Quoted passage -
——————————
# Folding Mirror Question



## Dan Detweiler (Apr 8, 2016)

Does anyone know if the mirrors can be configured into your driver profile so they automatically fold when in the vicinity of your garage?

Dan


----------



## Maevra (Oct 24, 2017)

Dan Detweiler said:


> Does anyone know if the mirrors can be configured into your driver profile so they automatically fold when in the vicinity of your garage?
> 
> Dan


No they can't auto-fold in that way. The options for auto-fold are 1) when you manually fold it via the UI and 2) when locking the car if walk-away auto-fold mirrors is selected.


----------



## SoFlaModel3 (Apr 15, 2017)

Could be an update down the road tied to Homelink though... who knows...


----------



## Dan Detweiler (Apr 8, 2016)

Am I wrong or is that not an option available on the S and X?

Dan


----------



## MelindaV (Apr 2, 2016)

Dan Detweiler said:


> Am I wrong or is that not an option available on the S and X?
> 
> Dan


I thought there was something that was geofenced, like the SAS, but if there is, maybe not being offered on the 3, or at least not yet.


----------



## TrevP (Oct 20, 2015)

SAS and homelink are geofenced on my car


----------



## Skione65 (Apr 4, 2016)

Dan Detweiler said:


> Does anyone know if the mirrors can be configured into your driver profile so they automatically fold when in the vicinity of your garage?
> 
> Dan


@Dan Detweiler,

That would be great to have them 'fold' as you approach/pull into the garage....so you don't rip them off if it's tight. Also to stay folded and unfold as you (after) pull out.

Ski


----------



## Rich Nuth (Jan 25, 2017)

Folding mirrors on the X are not activated by location with the current firmware version. And, there is no indication that that will change. You either fold them from the door switch, or have them fold when the car locks.
——————————
Data records -
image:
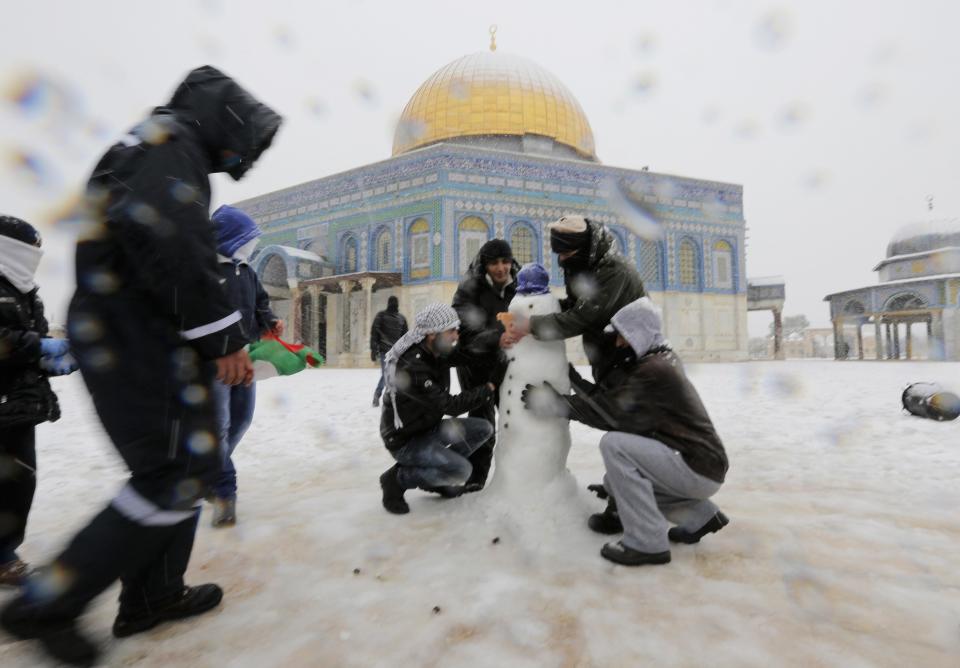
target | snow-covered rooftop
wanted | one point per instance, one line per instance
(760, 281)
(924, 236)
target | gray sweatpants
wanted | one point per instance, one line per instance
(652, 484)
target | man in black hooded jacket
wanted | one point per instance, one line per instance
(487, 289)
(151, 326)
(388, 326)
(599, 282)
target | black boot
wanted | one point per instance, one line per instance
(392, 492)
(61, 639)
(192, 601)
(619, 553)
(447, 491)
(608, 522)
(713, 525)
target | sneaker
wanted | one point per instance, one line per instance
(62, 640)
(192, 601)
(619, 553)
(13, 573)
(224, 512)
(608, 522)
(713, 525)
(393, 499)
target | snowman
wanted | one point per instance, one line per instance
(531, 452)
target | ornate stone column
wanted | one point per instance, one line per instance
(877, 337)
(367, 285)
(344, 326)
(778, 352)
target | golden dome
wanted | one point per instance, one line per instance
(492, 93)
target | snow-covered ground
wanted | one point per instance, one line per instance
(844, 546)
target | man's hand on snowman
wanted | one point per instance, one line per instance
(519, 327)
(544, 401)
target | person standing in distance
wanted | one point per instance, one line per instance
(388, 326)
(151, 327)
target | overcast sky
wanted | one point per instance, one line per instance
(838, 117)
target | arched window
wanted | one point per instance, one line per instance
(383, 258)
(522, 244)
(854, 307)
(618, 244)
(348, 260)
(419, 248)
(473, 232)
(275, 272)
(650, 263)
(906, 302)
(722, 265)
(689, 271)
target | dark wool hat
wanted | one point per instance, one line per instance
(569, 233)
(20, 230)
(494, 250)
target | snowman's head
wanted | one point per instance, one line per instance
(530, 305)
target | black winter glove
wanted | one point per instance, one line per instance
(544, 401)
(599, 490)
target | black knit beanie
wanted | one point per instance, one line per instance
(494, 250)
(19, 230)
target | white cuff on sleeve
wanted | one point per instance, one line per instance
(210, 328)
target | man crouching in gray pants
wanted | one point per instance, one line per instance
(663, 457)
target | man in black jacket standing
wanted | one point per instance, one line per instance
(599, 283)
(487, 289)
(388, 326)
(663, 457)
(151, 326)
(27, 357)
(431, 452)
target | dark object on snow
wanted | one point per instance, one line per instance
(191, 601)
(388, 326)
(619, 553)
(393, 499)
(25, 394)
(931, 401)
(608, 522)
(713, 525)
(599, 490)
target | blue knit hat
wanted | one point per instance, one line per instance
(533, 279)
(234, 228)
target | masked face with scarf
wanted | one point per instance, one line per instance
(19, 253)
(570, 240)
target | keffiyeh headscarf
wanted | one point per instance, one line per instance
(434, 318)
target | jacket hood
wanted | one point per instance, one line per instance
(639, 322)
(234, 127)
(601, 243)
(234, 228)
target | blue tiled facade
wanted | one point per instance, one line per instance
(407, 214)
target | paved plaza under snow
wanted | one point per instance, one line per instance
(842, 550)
——————————
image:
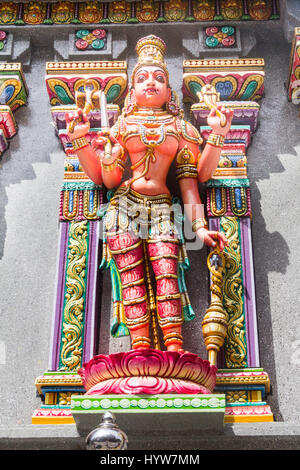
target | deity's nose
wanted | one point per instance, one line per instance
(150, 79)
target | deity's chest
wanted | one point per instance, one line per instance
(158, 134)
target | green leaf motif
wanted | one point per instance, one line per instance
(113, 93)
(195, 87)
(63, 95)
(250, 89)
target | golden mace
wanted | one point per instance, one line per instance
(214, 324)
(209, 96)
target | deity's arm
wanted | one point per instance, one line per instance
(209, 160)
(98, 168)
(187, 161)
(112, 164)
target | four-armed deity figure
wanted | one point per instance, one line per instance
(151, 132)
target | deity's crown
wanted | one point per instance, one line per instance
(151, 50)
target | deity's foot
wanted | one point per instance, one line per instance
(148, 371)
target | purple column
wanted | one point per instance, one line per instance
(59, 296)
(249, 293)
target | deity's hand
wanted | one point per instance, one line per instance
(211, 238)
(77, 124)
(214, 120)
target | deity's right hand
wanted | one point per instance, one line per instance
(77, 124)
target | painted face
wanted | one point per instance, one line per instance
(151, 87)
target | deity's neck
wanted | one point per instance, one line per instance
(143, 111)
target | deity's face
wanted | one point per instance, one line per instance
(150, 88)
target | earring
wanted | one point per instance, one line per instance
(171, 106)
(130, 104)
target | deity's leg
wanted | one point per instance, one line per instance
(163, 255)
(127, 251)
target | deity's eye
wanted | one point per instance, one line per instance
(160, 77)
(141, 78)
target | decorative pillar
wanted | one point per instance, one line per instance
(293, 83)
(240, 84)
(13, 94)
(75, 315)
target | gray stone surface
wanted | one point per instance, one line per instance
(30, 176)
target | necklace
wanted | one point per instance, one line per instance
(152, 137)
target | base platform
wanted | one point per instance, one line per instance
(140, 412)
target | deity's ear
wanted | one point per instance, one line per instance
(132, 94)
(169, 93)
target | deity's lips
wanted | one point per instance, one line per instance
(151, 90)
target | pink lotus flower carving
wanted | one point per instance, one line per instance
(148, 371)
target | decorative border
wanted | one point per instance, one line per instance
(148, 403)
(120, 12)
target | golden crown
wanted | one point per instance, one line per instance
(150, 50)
——————————
To do -
[A] Rewrite the stretch of the folding-mirror thread from "No they can't" through "mirrors is selected.", swapping "car" for "vehicle".
[B] Add the next part of the folding-mirror thread, picking up after its final post.

Exercise responses -
[A]
No they can't auto-fold in that way. The options for auto-fold are 1) when you manually fold it via the UI and 2) when locking the vehicle if walk-away auto-fold mirrors is selected.

[B]
I doubt that the 3 will be any different.


----------



## smak (Apr 1, 2017)

Can you really Geo Fence just your exact home?

It would be a safety issue if it's anywhere outside it. It's ok, to open your garage from 3 houses down, but not really to fold your mirrors


----------



## Dan Detweiler (Apr 8, 2016)

smak said:


> Can you really Geo Fence just your exact home?
> 
> It would be a safety issue if it's anywhere outside it. It's ok, to open your garage from 3 houses down, but not really to fold your mirrors


I'm not interested in three houses down...just 10 feet or so.

Dan


----------



## falco_iii (Jun 25, 2018)

Maevra said:


> No they can't auto-fold in that way. The options for auto-fold are 1) when you manually fold it via the UI and 2) when locking the car if walk-away auto-fold mirrors is selected.


Where is the option to fold the mirrors in the Model 3 UI in 2018.21?


----------



## SoFlaModel3 (Apr 15, 2017)

falco_iii said:


> Where is the option to fold the mirrors in the Model 3 UI in 2018.21?


It's in the Quick Controls menie just beneath the Morrison's Adjustments labeled "FOLD"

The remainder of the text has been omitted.